GIVEN INSTRUCTION 1 » In the listing below, retype the lines exactly, starting with the line containing "In this exercise you will mark every instance of the exit" and going on through the line containing "pixel 130 210".

READING PASSAGE »
-- -- --
Can Teddy Bridgewater Lead the Next Wave of Elite NFL Quarterbacks?

Brad Gagnon@Brad_Gagnon NFL National ColumnistJuly 14, 2015

Minnesota Vikings quarterback Teddy Bridgewater (5) throws during the team's NFL football team's practice, Thursday, June 11, 2015, in Eden Prairie, Minn.  (AP Photo/Jim Mone)
Jim Mone/Associated Press

It's no secret, nor is it often disputed, that the NFL possesses more franchises than franchise quarterbacks. And recent trends have only highlighted the scarcity of elite signal-callers breaking into the league. 

Earlier this offseason, Bleacher Report's Ty Schalter noted as part of in-depth analysis regarding the quality of emerging quarterbacks that with the "grand old generation of today's top quarterbacks" (guys such as Peyton Manning, Tom Brady, Drew Brees, Ben Roethlisberger, Philip Rivers and Tony Romo) all nearing the end of their careers, "the NFL has never been hungrier for good quarterbacks."
-- -- --
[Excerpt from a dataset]

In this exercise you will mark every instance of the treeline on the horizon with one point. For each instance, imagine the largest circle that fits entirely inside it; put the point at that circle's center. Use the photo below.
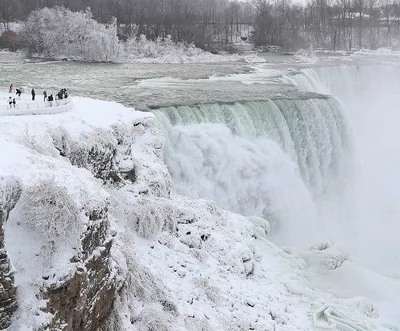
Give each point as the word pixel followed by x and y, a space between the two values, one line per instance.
pixel 215 24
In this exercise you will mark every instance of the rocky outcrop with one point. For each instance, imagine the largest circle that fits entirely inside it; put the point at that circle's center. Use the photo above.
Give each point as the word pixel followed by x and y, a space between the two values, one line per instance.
pixel 10 191
pixel 84 301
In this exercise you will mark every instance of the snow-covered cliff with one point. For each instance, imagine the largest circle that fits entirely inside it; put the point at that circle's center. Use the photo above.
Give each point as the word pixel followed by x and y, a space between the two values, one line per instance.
pixel 99 240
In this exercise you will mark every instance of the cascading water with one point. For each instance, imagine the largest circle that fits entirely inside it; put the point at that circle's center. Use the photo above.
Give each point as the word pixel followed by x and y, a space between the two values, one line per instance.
pixel 371 95
pixel 269 159
pixel 319 168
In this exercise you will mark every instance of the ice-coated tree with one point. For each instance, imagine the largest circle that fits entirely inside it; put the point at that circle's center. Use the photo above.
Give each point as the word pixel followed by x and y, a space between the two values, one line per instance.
pixel 49 210
pixel 60 33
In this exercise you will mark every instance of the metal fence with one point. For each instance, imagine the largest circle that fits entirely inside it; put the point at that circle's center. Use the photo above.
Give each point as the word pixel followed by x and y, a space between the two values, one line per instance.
pixel 36 108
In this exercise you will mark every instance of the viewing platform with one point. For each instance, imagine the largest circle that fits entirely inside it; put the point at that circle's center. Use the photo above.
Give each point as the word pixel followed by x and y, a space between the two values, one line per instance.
pixel 24 105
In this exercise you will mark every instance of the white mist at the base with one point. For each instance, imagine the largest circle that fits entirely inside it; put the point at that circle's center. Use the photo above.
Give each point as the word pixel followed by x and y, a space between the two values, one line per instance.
pixel 268 159
pixel 368 216
pixel 318 169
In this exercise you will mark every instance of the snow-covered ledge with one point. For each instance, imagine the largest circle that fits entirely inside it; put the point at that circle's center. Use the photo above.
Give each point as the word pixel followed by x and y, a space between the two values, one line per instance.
pixel 42 108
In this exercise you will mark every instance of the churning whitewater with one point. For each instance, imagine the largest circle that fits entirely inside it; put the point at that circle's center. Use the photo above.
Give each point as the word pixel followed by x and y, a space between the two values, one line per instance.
pixel 322 167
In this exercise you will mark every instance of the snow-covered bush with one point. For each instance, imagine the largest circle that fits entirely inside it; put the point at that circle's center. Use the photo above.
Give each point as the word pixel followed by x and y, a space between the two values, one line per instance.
pixel 166 51
pixel 152 320
pixel 50 211
pixel 60 33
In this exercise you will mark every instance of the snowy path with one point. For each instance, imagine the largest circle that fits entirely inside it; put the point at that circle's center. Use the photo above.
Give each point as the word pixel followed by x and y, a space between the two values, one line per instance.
pixel 25 106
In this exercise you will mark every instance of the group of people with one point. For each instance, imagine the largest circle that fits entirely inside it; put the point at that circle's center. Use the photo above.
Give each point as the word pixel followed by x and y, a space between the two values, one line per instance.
pixel 62 94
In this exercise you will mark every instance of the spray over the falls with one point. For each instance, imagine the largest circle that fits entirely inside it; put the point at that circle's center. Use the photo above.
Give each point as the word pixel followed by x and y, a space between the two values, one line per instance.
pixel 317 168
pixel 270 159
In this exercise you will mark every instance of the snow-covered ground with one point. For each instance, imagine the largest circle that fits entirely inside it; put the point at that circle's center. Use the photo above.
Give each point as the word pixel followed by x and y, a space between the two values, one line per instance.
pixel 24 105
pixel 213 269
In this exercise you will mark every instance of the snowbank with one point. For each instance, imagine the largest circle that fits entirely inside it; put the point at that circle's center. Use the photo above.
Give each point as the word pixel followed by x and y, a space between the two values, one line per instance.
pixel 186 263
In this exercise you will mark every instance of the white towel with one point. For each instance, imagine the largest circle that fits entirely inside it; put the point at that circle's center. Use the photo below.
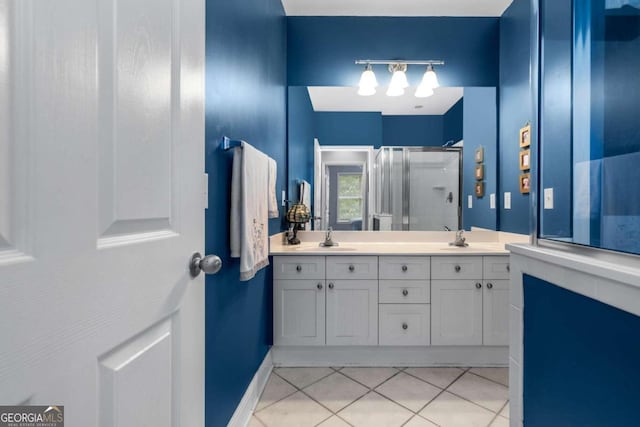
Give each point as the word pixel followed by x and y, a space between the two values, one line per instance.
pixel 273 200
pixel 250 210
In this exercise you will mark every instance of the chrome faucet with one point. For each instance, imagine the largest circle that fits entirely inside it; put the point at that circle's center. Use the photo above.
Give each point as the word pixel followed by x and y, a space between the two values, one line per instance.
pixel 460 241
pixel 328 241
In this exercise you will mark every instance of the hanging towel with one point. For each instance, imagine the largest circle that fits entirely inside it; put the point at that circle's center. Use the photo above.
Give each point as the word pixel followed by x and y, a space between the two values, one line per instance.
pixel 273 200
pixel 250 210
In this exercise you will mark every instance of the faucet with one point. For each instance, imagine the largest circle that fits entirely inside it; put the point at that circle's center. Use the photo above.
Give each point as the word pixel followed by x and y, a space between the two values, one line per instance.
pixel 328 241
pixel 460 241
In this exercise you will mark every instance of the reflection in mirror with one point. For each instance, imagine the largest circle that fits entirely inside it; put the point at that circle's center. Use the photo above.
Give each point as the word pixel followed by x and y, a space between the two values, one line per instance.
pixel 340 120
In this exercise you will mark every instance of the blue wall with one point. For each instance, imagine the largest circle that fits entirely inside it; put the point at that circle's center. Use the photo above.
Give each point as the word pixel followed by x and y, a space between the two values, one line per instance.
pixel 246 99
pixel 480 130
pixel 515 112
pixel 452 122
pixel 412 130
pixel 322 50
pixel 581 360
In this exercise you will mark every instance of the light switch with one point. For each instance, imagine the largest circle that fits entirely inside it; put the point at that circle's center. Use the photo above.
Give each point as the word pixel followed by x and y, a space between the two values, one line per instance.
pixel 548 198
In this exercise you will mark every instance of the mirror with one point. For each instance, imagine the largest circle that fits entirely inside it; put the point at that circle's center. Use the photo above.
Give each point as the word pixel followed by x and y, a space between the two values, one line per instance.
pixel 414 129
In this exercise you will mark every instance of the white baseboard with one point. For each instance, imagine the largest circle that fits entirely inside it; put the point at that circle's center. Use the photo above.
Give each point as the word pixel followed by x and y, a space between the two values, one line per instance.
pixel 476 356
pixel 251 396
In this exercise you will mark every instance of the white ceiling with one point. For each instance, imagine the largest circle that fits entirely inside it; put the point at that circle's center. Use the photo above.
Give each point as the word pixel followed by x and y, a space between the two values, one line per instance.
pixel 395 7
pixel 346 99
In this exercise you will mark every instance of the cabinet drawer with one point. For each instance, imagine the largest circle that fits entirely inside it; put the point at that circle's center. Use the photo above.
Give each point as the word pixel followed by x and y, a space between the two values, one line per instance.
pixel 405 291
pixel 411 268
pixel 352 267
pixel 496 267
pixel 456 267
pixel 405 324
pixel 298 267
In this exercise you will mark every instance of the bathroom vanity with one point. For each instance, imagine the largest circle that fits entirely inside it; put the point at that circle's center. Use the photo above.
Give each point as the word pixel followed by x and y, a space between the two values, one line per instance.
pixel 392 301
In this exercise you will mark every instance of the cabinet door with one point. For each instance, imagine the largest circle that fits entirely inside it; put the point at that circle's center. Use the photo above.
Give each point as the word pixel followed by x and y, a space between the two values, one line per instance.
pixel 298 312
pixel 352 312
pixel 496 312
pixel 456 307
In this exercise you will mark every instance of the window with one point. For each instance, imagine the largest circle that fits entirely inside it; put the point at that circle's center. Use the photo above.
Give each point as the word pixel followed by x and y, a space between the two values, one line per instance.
pixel 589 128
pixel 349 196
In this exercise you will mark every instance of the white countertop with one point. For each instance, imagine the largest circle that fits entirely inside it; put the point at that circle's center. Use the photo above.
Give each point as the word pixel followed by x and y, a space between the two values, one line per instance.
pixel 397 243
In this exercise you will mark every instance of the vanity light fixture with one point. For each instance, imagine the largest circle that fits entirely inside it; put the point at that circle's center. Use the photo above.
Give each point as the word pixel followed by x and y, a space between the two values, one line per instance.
pixel 368 82
pixel 399 82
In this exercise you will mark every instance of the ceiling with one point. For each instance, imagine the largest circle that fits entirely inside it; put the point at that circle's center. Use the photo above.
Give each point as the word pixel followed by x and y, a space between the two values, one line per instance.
pixel 395 7
pixel 346 99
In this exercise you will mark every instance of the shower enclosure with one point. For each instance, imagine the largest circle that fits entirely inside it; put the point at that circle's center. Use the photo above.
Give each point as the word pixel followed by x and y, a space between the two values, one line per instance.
pixel 418 188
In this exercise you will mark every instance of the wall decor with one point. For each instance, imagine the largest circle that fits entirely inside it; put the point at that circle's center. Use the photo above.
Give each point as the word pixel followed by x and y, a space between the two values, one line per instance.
pixel 525 136
pixel 525 160
pixel 525 183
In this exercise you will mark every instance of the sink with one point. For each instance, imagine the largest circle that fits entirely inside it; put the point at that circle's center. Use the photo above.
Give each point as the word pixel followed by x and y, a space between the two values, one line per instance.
pixel 325 249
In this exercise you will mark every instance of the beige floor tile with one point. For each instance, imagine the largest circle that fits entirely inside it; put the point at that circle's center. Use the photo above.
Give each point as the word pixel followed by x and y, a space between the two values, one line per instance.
pixel 505 411
pixel 336 391
pixel 334 422
pixel 303 377
pixel 297 410
pixel 418 421
pixel 371 377
pixel 448 410
pixel 408 391
pixel 373 410
pixel 499 375
pixel 440 377
pixel 276 389
pixel 485 393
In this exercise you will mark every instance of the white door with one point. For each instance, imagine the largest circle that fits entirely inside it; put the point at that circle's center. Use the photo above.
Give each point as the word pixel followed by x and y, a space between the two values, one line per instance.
pixel 352 312
pixel 456 307
pixel 495 310
pixel 101 205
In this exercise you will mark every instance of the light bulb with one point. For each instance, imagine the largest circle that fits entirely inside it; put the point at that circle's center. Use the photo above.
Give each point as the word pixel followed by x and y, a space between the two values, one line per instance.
pixel 430 78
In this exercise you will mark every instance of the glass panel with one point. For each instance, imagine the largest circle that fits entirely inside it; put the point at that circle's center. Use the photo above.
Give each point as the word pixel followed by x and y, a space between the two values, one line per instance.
pixel 589 128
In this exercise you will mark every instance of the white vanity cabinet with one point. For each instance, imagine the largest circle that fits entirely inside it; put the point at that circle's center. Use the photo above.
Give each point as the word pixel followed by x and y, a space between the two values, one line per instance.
pixel 352 300
pixel 299 296
pixel 470 300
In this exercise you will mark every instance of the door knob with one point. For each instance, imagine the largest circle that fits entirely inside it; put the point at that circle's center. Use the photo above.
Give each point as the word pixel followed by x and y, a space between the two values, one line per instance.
pixel 210 264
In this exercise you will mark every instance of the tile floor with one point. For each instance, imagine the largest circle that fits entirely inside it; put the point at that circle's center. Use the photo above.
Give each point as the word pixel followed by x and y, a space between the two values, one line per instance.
pixel 384 397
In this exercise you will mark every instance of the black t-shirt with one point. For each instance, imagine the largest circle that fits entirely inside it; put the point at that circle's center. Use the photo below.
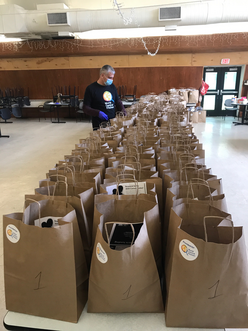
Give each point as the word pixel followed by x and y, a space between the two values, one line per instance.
pixel 102 98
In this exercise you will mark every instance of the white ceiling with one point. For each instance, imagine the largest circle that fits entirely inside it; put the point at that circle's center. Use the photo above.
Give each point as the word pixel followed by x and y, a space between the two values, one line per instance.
pixel 97 4
pixel 105 18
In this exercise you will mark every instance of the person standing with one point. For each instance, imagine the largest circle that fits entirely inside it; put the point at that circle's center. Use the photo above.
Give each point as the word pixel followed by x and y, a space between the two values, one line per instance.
pixel 101 100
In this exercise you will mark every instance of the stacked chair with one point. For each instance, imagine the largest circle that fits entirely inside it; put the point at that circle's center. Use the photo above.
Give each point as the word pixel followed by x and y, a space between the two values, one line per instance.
pixel 138 223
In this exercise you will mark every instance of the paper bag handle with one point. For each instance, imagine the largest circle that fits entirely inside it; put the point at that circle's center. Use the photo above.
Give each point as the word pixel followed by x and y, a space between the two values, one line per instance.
pixel 66 188
pixel 29 199
pixel 202 182
pixel 219 217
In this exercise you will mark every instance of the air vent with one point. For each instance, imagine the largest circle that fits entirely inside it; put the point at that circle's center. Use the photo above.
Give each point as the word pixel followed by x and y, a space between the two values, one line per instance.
pixel 169 14
pixel 57 19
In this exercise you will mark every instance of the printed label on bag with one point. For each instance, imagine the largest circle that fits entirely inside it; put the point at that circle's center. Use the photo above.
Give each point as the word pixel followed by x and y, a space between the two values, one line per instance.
pixel 12 233
pixel 188 250
pixel 101 254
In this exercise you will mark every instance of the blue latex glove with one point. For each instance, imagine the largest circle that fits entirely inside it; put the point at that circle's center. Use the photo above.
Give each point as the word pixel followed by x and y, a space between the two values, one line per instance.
pixel 102 116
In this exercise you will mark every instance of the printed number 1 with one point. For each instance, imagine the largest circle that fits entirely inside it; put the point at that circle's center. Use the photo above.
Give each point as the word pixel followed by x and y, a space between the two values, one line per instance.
pixel 215 292
pixel 128 292
pixel 39 279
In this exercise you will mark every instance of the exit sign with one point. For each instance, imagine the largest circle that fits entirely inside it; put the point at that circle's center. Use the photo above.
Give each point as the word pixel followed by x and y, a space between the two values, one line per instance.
pixel 225 61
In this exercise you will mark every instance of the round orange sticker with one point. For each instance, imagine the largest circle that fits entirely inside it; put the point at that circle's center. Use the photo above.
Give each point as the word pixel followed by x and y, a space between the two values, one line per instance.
pixel 107 96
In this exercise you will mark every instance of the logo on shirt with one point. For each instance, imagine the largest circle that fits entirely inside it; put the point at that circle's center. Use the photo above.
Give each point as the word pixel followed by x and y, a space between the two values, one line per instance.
pixel 107 96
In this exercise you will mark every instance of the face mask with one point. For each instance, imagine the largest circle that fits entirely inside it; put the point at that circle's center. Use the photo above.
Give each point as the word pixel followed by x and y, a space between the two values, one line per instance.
pixel 108 82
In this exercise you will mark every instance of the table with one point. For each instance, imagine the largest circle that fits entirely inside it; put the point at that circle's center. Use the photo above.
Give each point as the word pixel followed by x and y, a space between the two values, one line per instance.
pixel 89 322
pixel 243 114
pixel 92 322
pixel 58 105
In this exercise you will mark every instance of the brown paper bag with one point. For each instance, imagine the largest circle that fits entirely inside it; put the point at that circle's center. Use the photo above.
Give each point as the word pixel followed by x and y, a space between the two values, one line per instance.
pixel 126 280
pixel 208 273
pixel 45 269
pixel 83 205
pixel 130 210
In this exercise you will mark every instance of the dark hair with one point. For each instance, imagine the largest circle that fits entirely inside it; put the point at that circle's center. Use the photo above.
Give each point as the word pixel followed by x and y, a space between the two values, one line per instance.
pixel 106 68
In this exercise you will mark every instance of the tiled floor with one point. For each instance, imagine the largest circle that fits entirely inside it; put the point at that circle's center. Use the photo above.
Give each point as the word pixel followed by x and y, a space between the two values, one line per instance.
pixel 34 147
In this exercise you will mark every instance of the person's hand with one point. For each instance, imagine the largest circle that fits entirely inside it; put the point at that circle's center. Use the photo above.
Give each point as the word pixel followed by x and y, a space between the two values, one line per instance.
pixel 102 116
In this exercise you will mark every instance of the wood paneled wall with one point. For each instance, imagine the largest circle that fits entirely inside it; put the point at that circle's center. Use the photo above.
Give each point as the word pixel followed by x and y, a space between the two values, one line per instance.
pixel 151 79
pixel 42 65
pixel 167 44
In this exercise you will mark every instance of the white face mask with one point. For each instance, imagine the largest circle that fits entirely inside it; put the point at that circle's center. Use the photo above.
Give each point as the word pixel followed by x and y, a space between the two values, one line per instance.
pixel 108 82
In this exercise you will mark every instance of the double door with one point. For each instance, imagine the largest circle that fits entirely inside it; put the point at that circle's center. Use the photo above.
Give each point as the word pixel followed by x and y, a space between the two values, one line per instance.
pixel 223 84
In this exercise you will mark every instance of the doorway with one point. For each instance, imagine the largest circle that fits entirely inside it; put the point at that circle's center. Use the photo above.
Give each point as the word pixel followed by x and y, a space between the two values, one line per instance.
pixel 223 84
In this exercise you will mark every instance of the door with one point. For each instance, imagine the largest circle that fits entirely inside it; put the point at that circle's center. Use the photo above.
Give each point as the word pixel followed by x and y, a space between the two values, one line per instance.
pixel 223 84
-- -- --
GIVEN INSTRUCTION 2 » Echo the passage from the article on NFL quarterbacks above word for word, starting with "Can Teddy Bridgewater" and going on through "(AP Photo/Jim Mone)".

TASK RESULT 1 »
In this exercise you will mark every instance of the exit sign with one point. For each instance, imagine the largest circle that fits entirely inside it; put the point at that circle's center. Use the photo above.
Give each point as the word pixel followed by x and y, a space between the two values, one line per instance.
pixel 225 61
In this exercise you will mark every instance of the round orange sticker with one point. For each instance, imagine the largest circle that fits entirely inside it; put the point at that circle's center. Use the photo above.
Give each point as the word pixel followed by x and y, a space between the two values, one line per instance.
pixel 107 96
In this exercise you will mark every instance of the logo on shirt with one point. For each instance, imagine the largest circle that fits entirely inside it; put the point at that circle's center. Use the photo above.
Give each point as the word pixel followed by x and y, a space between the two values, one line per instance.
pixel 107 96
In this exercise you will mark every instance of the face mask with one point. For each instance, imagine the largest circle that fits entirely inside it; put the point at that circle's center. Use the photo above.
Give each point as the word pixel followed by x and y, a space between the two values, one line per instance.
pixel 108 82
In this exercise you will mark every instance of the table with one point. For each instance, imagine the largest circle that fits entirely inside it; put the point at that circle's center. Use the photo above.
Give each point as the word pixel followed by x and y, a space between the two values, one line per instance.
pixel 89 322
pixel 243 114
pixel 92 322
pixel 58 105
In this exercise you will mark every instance of the brown paper bag with one point. For each instance, imagine the largest circle that fits entirely inside it; put the point at that circle's center. Use the photo above.
Give each point as the word pixel followed by x and y, a space between the two values, one line per instance.
pixel 126 280
pixel 208 273
pixel 45 269
pixel 83 205
pixel 130 210

TASK RESULT 2 »
Can Teddy Bridgewater Lead the Next Wave of Elite NFL Quarterbacks?

Brad Gagnon@Brad_Gagnon NFL National ColumnistJuly 14, 2015

Minnesota Vikings quarterback Teddy Bridgewater (5) throws during the team's NFL football team's practice, Thursday, June 11, 2015, in Eden Prairie, Minn.  (AP Photo/Jim Mone)